Collected data entries:
=== Section Start ===

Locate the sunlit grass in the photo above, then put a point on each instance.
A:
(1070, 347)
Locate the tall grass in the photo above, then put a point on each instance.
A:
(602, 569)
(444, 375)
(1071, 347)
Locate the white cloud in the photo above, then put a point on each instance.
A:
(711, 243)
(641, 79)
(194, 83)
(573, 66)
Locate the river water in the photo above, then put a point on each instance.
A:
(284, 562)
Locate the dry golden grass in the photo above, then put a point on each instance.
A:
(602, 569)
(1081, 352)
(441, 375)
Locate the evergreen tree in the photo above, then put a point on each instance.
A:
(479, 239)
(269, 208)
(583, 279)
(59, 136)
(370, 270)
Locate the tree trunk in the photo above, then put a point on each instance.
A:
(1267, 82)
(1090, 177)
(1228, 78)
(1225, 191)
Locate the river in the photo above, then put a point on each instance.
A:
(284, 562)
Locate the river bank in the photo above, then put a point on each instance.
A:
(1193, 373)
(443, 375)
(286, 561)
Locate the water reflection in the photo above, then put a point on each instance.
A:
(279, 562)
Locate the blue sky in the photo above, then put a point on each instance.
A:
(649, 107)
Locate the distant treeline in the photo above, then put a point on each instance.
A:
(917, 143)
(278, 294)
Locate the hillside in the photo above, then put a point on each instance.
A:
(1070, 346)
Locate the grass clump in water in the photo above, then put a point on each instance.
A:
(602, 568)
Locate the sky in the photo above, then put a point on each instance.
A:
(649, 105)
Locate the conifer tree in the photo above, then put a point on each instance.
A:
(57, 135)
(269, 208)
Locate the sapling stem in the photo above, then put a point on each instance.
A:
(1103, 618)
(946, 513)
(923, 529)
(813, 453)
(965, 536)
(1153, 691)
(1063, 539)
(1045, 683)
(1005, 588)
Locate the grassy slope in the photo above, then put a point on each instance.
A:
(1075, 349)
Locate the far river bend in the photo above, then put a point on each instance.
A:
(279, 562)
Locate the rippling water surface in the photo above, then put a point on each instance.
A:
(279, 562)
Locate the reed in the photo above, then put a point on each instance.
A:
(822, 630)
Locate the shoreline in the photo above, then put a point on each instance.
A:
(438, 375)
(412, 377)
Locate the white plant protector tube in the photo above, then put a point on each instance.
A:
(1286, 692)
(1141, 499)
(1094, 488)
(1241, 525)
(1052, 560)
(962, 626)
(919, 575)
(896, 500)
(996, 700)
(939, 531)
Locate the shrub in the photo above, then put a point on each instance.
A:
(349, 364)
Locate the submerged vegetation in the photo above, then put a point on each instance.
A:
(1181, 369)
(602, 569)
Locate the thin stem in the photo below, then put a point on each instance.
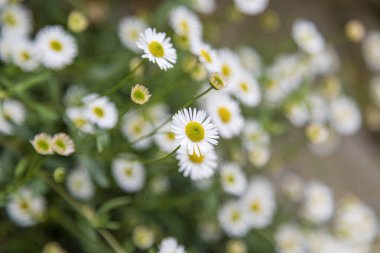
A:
(163, 158)
(122, 82)
(188, 103)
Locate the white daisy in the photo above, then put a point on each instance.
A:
(134, 126)
(25, 55)
(371, 50)
(225, 114)
(289, 239)
(318, 205)
(157, 48)
(204, 6)
(233, 219)
(80, 185)
(195, 166)
(12, 112)
(194, 131)
(129, 30)
(307, 37)
(245, 87)
(56, 47)
(251, 7)
(260, 203)
(130, 176)
(345, 115)
(78, 117)
(207, 56)
(15, 19)
(185, 23)
(170, 245)
(100, 111)
(232, 179)
(26, 208)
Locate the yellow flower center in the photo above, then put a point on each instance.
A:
(206, 56)
(99, 112)
(224, 114)
(244, 87)
(195, 131)
(156, 49)
(226, 70)
(25, 56)
(56, 45)
(196, 159)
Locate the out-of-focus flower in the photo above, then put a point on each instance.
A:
(77, 21)
(232, 179)
(130, 176)
(195, 166)
(194, 131)
(43, 144)
(129, 30)
(140, 94)
(157, 48)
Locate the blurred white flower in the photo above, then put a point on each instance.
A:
(157, 48)
(56, 47)
(129, 30)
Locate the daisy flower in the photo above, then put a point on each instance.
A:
(207, 56)
(307, 37)
(140, 94)
(130, 176)
(63, 144)
(43, 144)
(134, 126)
(232, 179)
(225, 114)
(233, 219)
(194, 131)
(170, 245)
(78, 117)
(345, 116)
(318, 205)
(185, 23)
(246, 89)
(251, 7)
(157, 48)
(195, 166)
(56, 47)
(259, 202)
(204, 6)
(15, 19)
(100, 111)
(289, 239)
(25, 208)
(25, 56)
(80, 185)
(165, 139)
(129, 30)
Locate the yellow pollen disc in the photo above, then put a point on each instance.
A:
(226, 70)
(196, 159)
(244, 87)
(256, 207)
(206, 56)
(170, 135)
(99, 112)
(195, 131)
(56, 45)
(156, 49)
(224, 114)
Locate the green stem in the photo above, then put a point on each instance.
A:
(188, 103)
(163, 158)
(122, 82)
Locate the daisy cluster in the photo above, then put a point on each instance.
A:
(192, 147)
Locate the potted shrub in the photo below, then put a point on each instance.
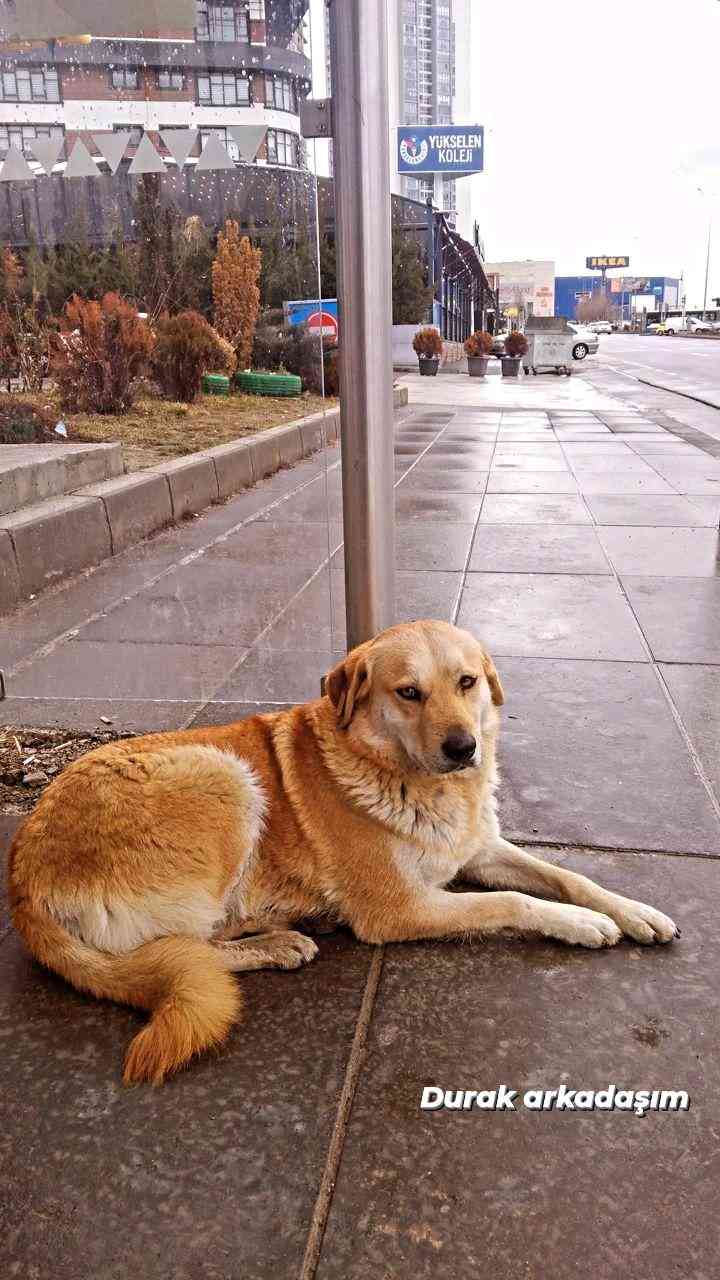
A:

=== Section End ===

Report each line above that includes the string "flower".

Locate the yellow flower center in the photo above, then put a point on each instance.
Locate the out-of-focus flower in the photo above, then put a point on each instance.
Locate the blurred white flower in the photo above, then put a point on each instance.
Locate the daisy flower in the photo above, then put a point on each instance.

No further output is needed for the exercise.